=== SET PROBLEM ===
Send back the records in full, character for character.

(Labeled-object pointing entries)
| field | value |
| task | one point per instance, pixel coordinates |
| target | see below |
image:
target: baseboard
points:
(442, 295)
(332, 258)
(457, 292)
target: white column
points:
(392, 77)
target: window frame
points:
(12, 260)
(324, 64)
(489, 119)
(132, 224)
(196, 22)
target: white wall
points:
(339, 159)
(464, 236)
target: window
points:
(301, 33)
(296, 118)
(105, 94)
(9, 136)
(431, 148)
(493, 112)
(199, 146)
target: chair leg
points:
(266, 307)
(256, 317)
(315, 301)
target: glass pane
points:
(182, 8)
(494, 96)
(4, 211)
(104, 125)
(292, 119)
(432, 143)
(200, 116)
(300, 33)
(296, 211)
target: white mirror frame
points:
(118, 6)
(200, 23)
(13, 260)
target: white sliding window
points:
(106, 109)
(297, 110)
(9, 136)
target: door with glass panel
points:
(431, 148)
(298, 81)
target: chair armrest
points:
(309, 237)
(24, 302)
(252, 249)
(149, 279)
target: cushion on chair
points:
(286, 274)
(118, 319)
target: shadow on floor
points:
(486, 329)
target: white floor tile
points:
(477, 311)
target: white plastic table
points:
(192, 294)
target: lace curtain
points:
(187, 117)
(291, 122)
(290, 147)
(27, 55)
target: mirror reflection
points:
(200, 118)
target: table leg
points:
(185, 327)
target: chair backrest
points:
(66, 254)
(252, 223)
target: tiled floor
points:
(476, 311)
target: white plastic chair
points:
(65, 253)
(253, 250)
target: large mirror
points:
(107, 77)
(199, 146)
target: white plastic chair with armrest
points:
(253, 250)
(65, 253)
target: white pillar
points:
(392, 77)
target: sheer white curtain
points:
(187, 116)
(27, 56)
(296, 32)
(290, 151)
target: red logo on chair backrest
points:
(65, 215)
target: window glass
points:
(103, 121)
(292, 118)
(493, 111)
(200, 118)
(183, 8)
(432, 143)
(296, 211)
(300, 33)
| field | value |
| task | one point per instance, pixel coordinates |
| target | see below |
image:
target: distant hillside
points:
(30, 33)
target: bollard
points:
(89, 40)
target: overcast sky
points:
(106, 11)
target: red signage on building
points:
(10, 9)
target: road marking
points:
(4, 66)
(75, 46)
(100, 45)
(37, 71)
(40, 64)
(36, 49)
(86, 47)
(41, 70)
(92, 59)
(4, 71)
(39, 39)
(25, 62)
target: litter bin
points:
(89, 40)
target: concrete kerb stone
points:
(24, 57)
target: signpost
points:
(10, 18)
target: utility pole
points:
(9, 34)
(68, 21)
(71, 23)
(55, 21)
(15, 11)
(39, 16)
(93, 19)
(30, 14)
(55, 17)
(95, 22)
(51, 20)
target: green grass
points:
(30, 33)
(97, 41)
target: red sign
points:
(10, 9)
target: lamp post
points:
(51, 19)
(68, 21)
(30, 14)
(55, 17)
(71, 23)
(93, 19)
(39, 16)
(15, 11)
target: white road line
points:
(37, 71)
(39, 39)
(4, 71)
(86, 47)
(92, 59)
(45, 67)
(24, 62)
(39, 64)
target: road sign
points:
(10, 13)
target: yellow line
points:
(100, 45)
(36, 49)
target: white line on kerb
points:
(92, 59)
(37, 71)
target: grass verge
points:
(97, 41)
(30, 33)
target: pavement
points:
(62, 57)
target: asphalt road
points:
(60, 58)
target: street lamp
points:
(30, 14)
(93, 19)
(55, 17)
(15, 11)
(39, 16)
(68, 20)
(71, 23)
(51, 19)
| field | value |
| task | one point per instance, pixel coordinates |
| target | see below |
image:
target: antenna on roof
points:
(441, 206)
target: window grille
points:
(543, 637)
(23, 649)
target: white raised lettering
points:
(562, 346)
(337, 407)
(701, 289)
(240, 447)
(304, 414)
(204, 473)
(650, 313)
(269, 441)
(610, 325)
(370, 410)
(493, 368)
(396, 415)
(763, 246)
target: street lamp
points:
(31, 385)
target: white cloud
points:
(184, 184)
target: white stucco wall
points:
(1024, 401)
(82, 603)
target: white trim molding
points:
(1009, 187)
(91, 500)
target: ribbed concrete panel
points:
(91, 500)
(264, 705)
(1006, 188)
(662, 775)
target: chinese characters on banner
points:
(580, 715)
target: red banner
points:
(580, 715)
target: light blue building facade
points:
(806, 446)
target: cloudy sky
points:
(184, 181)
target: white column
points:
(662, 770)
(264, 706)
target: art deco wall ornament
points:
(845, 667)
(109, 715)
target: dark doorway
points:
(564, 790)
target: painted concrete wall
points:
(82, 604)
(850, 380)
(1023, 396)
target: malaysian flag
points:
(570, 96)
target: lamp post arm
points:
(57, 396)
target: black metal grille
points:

=== RESULT FOR THIS EXERCISE ===
| field | value |
| task | one point per instance, pixel coordinates |
| target | see below |
image:
target: baseboard
points:
(442, 295)
(332, 258)
(457, 292)
target: white column
points:
(392, 77)
target: window frame
points:
(12, 260)
(324, 64)
(489, 119)
(132, 224)
(196, 22)
target: white wall
points:
(339, 159)
(464, 236)
target: window
points:
(301, 33)
(296, 118)
(105, 94)
(9, 136)
(431, 148)
(493, 112)
(199, 146)
target: chair leg
points:
(266, 307)
(256, 317)
(315, 301)
target: glass pane
points:
(182, 8)
(494, 96)
(4, 211)
(104, 125)
(292, 119)
(432, 143)
(200, 116)
(300, 33)
(296, 211)
target: white mirror frame
points:
(118, 6)
(200, 23)
(13, 260)
target: white sliding window
points:
(106, 109)
(297, 110)
(9, 136)
target: door with glass panel
points:
(431, 148)
(298, 81)
target: chair armrest
points:
(309, 237)
(24, 302)
(252, 249)
(149, 279)
target: cushion on chair
points:
(286, 274)
(118, 319)
target: shadow on floor
points:
(486, 329)
target: white floor tile
points:
(477, 311)
target: white plastic table
points:
(192, 294)
target: lace curtain
points:
(187, 117)
(291, 122)
(290, 147)
(27, 55)
target: mirror reflection
points:
(200, 118)
target: table leg
points:
(185, 327)
target: chair backrest
points:
(66, 254)
(252, 223)
target: tiled floor
points:
(476, 311)
target: white plastic chair
points:
(65, 253)
(253, 250)
target: large mirror
points:
(107, 77)
(199, 146)
target: white plastic chair with armrest
points:
(253, 250)
(65, 253)
target: white pillar
points:
(392, 77)
target: sheer white curtain
points:
(187, 116)
(27, 56)
(296, 32)
(290, 151)
target: red logo on chair backrest
points:
(65, 215)
target: window glass
points:
(103, 121)
(292, 118)
(493, 111)
(200, 118)
(183, 8)
(432, 143)
(296, 211)
(300, 33)
| field | value |
| task | one point per instance, pixel coordinates |
| target | see below |
image:
target: distant hillside
points:
(30, 33)
target: bollard
points:
(89, 40)
target: overcast sky
points:
(106, 11)
target: red signage on building
points:
(10, 9)
target: road marking
points:
(4, 66)
(75, 46)
(100, 45)
(37, 71)
(40, 64)
(36, 49)
(86, 47)
(41, 70)
(92, 59)
(4, 71)
(39, 39)
(25, 62)
target: litter bin
points:
(89, 40)
target: concrete kerb stone
points:
(24, 57)
target: signpost
points:
(10, 18)
target: utility pole
points:
(9, 34)
(68, 21)
(71, 23)
(55, 21)
(15, 11)
(39, 16)
(93, 19)
(30, 14)
(55, 17)
(95, 22)
(51, 20)
target: green grass
points:
(30, 33)
(97, 41)
target: red sign
points:
(10, 9)
target: lamp post
points:
(51, 19)
(68, 21)
(30, 14)
(55, 17)
(71, 23)
(93, 19)
(39, 16)
(15, 11)
target: white road line
points:
(37, 71)
(39, 39)
(4, 71)
(86, 47)
(92, 59)
(45, 67)
(24, 62)
(39, 64)
target: road sign
points:
(10, 13)
target: yellow line
points:
(100, 45)
(36, 49)
target: white line on kerb
points:
(92, 59)
(37, 71)
target: grass verge
points:
(97, 41)
(30, 33)
target: pavement
points:
(62, 57)
target: asphalt road
points:
(60, 58)
target: street lamp
points:
(30, 14)
(93, 19)
(55, 17)
(15, 11)
(39, 16)
(68, 20)
(71, 23)
(51, 19)
| field | value |
| task | one point per instance, pixel coordinates |
| target | see below |
image:
target: antenna on roof
points:
(441, 206)
target: window grille
points:
(543, 637)
(23, 649)
target: white raised lettering
points:
(562, 346)
(337, 407)
(701, 289)
(240, 447)
(304, 414)
(204, 473)
(650, 313)
(269, 441)
(610, 325)
(370, 410)
(493, 368)
(396, 415)
(763, 246)
target: street lamp
points:
(31, 385)
target: white cloud
points:
(184, 184)
target: white stucco wall
points:
(1024, 401)
(82, 603)
target: white trim molding
points:
(1009, 187)
(91, 500)
target: ribbed concrete panel
points:
(91, 500)
(264, 705)
(1006, 188)
(662, 775)
target: chinese characters on banner
points:
(580, 715)
target: red banner
points:
(580, 715)
target: light blue building facade
points:
(806, 446)
target: cloudy sky
points:
(184, 181)
target: white column
points:
(662, 770)
(264, 706)
target: art deco wall ornament
points:
(845, 667)
(109, 715)
target: dark doorway
points:
(564, 790)
target: painted concrete wall
points:
(82, 604)
(850, 380)
(1023, 396)
target: malaysian flag
points:
(570, 96)
target: lamp post arm
points:
(57, 396)
target: black metal grille
points:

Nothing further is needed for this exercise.